What the exercise asks: Format every line of the listing below as a JSON list of strings, one string per line, omitting blank lines.

Exercise material:
+--

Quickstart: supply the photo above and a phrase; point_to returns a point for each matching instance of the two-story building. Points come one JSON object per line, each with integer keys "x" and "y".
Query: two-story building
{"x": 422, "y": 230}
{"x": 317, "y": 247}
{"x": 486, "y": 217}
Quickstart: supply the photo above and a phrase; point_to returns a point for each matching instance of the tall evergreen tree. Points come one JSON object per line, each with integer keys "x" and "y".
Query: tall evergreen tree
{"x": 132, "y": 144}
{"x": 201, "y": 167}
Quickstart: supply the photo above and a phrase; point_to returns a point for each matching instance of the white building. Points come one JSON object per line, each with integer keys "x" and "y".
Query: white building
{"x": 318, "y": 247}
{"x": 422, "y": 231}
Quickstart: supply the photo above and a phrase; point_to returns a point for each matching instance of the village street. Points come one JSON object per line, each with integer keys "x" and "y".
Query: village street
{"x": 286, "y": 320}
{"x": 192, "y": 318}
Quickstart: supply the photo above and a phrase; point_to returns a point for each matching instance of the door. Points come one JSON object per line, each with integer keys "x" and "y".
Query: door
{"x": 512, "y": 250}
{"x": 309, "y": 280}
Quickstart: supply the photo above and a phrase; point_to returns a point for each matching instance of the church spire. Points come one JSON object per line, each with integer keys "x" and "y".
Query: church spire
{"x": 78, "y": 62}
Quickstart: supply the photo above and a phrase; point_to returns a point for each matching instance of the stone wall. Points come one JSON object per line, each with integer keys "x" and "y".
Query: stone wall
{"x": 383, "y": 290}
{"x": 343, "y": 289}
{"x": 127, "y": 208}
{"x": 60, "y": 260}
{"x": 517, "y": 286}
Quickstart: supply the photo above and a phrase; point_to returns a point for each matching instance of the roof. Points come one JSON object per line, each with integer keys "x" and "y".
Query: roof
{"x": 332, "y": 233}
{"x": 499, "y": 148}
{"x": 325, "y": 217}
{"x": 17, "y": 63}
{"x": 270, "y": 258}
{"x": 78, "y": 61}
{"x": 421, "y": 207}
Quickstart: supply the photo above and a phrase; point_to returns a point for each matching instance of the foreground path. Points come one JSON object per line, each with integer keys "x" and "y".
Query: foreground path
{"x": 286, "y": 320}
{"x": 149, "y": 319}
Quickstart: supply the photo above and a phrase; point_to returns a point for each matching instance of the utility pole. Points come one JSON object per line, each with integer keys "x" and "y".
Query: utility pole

+--

Response for this exercise:
[
  "Quickstart: supply the photo above and a phrase; point_to returns a point for each matching instance of the two-story building. Points come one JSON object per line, each with integer keys \"x\" and \"y\".",
  "Query: two-story building",
  "{\"x\": 422, \"y\": 230}",
  "{\"x\": 317, \"y\": 247}",
  "{\"x\": 486, \"y\": 217}",
  "Quickstart: supply the photo above and a phrase; point_to returns a point for each matching instance of the tall evergreen tree. Points come one JSON object per line, each with integer keys \"x\" and \"y\".",
  "Query: tall evergreen tree",
  "{\"x\": 132, \"y\": 144}",
  "{\"x\": 201, \"y\": 167}",
  "Quickstart: supply the photo above and a phrase; point_to returns a point for each matching instance of the white building. Points come one JSON object per line, each with integer keys \"x\" and \"y\".",
  "Query: white building",
  "{\"x\": 318, \"y\": 247}",
  "{\"x\": 422, \"y\": 231}",
  "Quickstart: supply the photo above and a phrase; point_to returns a point for each matching instance of the village street. Points come one JSON object per line, each with integer keys \"x\" and \"y\".",
  "Query: village street",
  "{\"x\": 286, \"y\": 320}",
  "{\"x\": 192, \"y\": 318}",
  "Quickstart: supply the photo above and a phrase; point_to returns a point for each matching instance of the door. Points come one JSON object per line, each with integer keys \"x\" and \"y\".",
  "Query: door",
  "{\"x\": 512, \"y\": 250}",
  "{\"x\": 309, \"y\": 280}",
  "Quickstart: supply the photo above and a phrase; point_to returns a point for each matching instance of the church spire. Points come one JSON object per line, each with integer keys \"x\" and \"y\".",
  "Query: church spire",
  "{\"x\": 78, \"y\": 62}",
  "Quickstart: supply the photo above and a phrase; point_to returns a point for each matching instance of the stone wall. Points come one JSON object per line, each with integer keys \"x\" and \"y\".",
  "Query: stone wall",
  "{\"x\": 383, \"y\": 290}",
  "{\"x\": 343, \"y\": 289}",
  "{\"x\": 127, \"y\": 208}",
  "{\"x\": 60, \"y\": 260}",
  "{\"x\": 517, \"y\": 286}",
  "Quickstart: supply the photo above and a phrase; point_to returns a point for each matching instance of the roof. Points come one JSON object per line, each with integer keys \"x\" and \"y\".",
  "Query: roof",
  "{\"x\": 332, \"y\": 233}",
  "{\"x\": 499, \"y\": 148}",
  "{\"x\": 325, \"y\": 217}",
  "{\"x\": 17, \"y\": 63}",
  "{\"x\": 270, \"y\": 258}",
  "{\"x\": 78, \"y\": 61}",
  "{\"x\": 421, \"y\": 207}",
  "Quickstart: supply the photo above and a phrase; point_to returns a point for each matching instance of the foreground path. Points come one JSON object per line, each with integer keys \"x\" and \"y\".",
  "Query: foreground path",
  "{\"x\": 286, \"y\": 320}",
  "{\"x\": 149, \"y\": 319}",
  "Quickstart: supply the photo above and a phrase; point_to returns a point for each matching instance of the utility pole. Points come one JSON object per line, each with integer keys \"x\" and \"y\".",
  "Query: utility pole"
]